CONSIGNES:
**a.** D'après le texte sur le changement de cap, à combien de niveaux principaux ce changement est-il à cultiver ?
**b.** Recopiez mot pour mot le texte sur le changement de cap, de « Ce changement de » à « dignité des autres. ».
**c.** Poursuivez le texte sur le changement de cap, s'il vous plaît, à partir de sa dernière phrase.

EXTRAIT SOURCE:
Nous pouvons encore éviter une telle extrémité.
Ce changement de cap est, à mon avis, à cultiver à 2 niveaux principaux:
1- Une introspection individuelle, sur nos comportements. Que chacun, à commencer par les activistes, les "influenceurs", les vrais leaders et les amateurs de buzz, les détenteurs de micros et de claviers, s'auto-analysent autour de l'impact sur soi et sur les autres de nos thèses, de nos engagements, de nos projets, de nos argumentaires mais aussi de nos communications, consciemment ou surtout inconsciemment. En "défendant" (!!) nos religions, nos partis politiques, nos "pains",  nous exagérons et nous sous-estimons parfois les arguments des autres, quand nous les écoutons ... En voulant défendre la liberté, nous écrasons bien souvent la liberté et la dignité des autres.

Lignes de données sur l'emplacement des objets:
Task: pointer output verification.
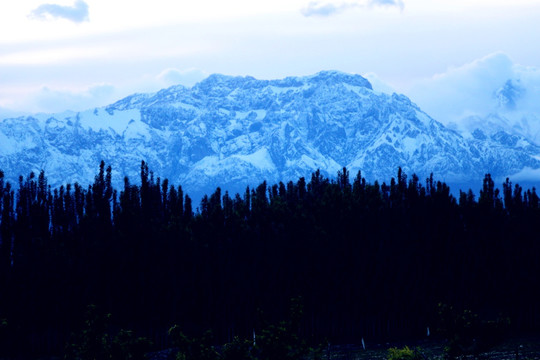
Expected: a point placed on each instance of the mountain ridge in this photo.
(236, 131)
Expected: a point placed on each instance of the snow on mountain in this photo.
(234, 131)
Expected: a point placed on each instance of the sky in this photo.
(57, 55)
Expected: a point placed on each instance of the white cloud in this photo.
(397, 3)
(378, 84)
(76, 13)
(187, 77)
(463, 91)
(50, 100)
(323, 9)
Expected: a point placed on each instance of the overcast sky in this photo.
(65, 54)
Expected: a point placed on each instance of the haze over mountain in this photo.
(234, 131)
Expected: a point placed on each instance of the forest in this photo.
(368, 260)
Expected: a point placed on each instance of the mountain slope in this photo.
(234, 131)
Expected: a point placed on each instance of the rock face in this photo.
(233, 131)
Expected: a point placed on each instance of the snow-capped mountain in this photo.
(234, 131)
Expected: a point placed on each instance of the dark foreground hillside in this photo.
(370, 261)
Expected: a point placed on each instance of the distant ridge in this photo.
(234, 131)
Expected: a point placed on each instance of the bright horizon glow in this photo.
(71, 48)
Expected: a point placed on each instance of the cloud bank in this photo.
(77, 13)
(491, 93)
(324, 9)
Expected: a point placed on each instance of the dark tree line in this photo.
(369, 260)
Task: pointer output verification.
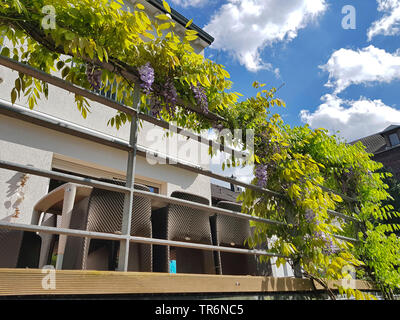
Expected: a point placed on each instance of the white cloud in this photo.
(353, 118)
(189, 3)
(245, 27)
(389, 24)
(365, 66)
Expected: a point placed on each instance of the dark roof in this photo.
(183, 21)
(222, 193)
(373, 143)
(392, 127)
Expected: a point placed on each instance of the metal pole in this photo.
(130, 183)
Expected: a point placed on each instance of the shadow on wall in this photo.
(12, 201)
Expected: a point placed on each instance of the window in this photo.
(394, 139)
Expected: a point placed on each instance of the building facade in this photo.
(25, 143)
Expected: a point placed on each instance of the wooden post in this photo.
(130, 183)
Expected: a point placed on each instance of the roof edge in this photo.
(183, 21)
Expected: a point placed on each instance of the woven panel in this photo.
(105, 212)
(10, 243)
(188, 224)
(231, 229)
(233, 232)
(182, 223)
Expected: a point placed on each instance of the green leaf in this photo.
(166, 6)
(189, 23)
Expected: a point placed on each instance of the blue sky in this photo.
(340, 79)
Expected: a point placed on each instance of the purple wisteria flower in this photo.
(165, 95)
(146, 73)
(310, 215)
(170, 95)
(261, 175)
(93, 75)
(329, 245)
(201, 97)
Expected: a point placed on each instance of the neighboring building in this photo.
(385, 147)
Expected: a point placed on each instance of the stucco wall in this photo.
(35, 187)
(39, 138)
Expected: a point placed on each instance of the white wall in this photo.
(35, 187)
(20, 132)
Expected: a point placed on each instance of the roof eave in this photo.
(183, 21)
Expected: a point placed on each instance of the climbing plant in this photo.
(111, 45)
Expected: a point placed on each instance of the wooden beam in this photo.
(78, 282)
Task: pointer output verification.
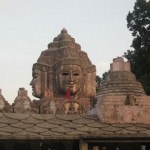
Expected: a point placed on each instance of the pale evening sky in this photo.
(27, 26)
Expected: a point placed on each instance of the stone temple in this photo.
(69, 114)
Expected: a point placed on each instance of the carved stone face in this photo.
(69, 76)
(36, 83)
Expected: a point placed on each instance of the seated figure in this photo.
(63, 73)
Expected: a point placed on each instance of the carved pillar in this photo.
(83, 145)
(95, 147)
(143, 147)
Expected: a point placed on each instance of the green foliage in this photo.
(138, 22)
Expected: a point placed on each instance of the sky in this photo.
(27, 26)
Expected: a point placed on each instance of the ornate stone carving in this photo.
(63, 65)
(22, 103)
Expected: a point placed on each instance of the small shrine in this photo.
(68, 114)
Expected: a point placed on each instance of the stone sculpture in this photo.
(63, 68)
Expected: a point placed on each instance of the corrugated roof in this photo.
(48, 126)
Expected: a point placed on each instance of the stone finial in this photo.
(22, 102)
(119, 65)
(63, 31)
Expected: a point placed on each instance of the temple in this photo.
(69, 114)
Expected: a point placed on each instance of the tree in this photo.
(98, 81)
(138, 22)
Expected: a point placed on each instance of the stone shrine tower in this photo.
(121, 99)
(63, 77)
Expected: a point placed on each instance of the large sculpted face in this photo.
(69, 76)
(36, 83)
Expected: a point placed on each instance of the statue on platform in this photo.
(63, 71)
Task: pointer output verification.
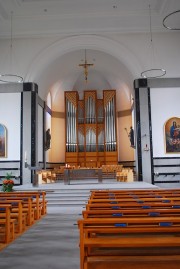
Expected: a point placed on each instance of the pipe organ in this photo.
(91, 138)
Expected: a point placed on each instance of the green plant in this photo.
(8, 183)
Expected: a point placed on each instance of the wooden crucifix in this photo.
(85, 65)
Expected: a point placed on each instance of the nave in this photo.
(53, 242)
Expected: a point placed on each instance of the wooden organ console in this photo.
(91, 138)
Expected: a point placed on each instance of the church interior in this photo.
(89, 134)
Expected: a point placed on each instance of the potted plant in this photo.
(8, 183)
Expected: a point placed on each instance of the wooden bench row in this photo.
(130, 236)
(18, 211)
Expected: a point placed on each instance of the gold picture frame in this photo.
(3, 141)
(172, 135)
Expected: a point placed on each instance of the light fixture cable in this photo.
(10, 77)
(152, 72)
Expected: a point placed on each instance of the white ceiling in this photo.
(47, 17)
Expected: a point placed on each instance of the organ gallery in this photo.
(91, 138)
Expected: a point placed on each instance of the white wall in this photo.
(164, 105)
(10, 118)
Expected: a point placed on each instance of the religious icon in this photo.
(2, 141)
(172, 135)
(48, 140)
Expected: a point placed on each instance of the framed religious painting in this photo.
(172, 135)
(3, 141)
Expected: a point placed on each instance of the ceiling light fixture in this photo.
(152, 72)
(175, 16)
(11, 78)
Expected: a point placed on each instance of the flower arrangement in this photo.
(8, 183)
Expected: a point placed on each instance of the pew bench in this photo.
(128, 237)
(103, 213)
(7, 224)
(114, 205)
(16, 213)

==

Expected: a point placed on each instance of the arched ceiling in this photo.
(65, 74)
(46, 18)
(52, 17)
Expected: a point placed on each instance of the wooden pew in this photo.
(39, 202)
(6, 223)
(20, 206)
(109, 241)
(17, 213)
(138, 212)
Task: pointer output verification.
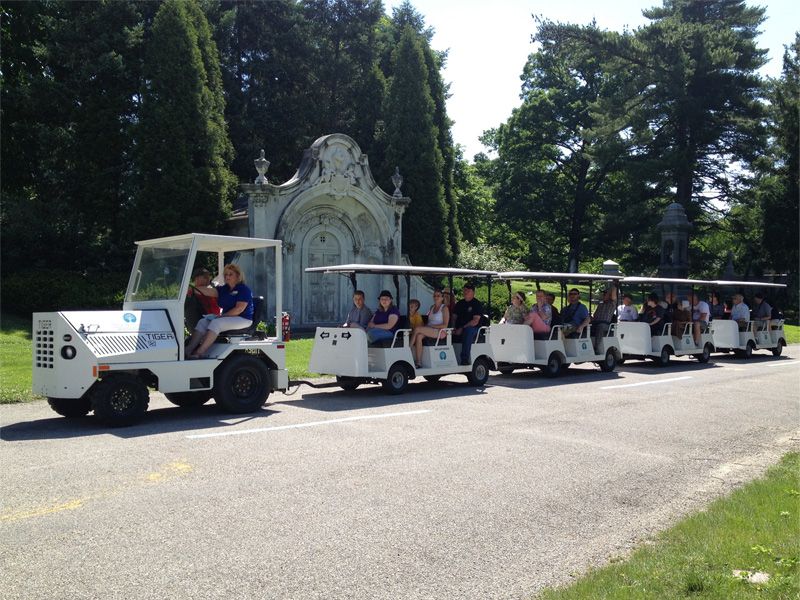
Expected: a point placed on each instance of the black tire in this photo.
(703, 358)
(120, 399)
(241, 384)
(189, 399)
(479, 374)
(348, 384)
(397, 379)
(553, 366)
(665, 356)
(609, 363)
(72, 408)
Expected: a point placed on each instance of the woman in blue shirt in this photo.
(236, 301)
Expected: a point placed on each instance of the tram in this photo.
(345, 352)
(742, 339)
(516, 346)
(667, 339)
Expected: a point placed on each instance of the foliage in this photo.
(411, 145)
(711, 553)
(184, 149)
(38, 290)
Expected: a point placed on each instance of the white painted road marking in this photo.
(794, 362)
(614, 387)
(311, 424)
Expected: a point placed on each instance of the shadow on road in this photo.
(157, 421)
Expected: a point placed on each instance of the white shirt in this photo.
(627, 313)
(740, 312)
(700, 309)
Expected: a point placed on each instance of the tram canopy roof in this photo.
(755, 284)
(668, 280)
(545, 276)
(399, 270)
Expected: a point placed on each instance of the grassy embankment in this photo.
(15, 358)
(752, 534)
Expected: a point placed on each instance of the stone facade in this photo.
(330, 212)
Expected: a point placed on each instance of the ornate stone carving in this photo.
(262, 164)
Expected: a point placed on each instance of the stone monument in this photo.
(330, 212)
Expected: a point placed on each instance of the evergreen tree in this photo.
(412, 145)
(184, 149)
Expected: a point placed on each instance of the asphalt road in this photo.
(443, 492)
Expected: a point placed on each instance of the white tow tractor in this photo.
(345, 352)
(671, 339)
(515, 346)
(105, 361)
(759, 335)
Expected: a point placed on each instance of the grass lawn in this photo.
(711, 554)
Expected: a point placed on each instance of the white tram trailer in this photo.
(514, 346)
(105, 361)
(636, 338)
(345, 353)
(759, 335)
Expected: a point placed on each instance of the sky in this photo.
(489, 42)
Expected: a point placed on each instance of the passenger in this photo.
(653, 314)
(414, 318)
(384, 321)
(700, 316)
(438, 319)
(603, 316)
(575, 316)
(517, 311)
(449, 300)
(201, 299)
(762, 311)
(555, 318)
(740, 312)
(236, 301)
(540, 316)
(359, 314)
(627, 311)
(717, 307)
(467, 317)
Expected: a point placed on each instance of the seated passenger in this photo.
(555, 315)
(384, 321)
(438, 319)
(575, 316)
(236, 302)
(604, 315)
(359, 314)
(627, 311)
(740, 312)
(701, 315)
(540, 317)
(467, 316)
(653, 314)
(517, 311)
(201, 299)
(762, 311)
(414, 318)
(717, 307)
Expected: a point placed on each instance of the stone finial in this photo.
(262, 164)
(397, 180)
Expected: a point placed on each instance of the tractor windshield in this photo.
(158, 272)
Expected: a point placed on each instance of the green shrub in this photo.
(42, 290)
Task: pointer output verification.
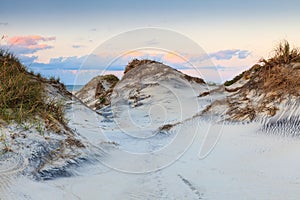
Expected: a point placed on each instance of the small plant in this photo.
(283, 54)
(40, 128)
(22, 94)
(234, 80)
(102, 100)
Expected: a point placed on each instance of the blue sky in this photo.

RÉPONSES ATTENDUES:
**a.** À deux niveaux principaux.

**b.**
Ce changement de cap est, à mon avis, à cultiver à 2 niveaux principaux:
1- Une introspection individuelle, sur nos comportements. Que chacun, à commencer par les activistes, les "influenceurs", les vrais leaders et les amateurs de buzz, les détenteurs de micros et de claviers, s'auto-analysent autour de l'impact sur soi et sur les autres de nos thèses, de nos engagements, de nos projets, de nos argumentaires mais aussi de nos communications, consciemment ou surtout inconsciemment. En "défendant" (!!) nos religions, nos partis politiques, nos "pains",  nous exagérons et nous sous-estimons parfois les arguments des autres, quand nous les écoutons ... En voulant défendre la liberté, nous écrasons bien souvent la liberté et la dignité des autres.

**c.**
B- La revue de nos gouvernances. Je pense au travail de la justice pour se faire juste. Je pense   au travail à faire par l'administration pour se faire respecter. Je pense aux réformes politiques éventuelles à engager, aux efforts personnels des "responsables" dans la recherche de l'exemplarité. 
En somme, je crois que la clé de la paix durable au Niger réside dans le retour rigoureux et strict au respect des règles convenus d'une part et au renforcement individuel et délibéré de nos engagements à contribuer à la construction d'un environnement national de confiance mutuelle.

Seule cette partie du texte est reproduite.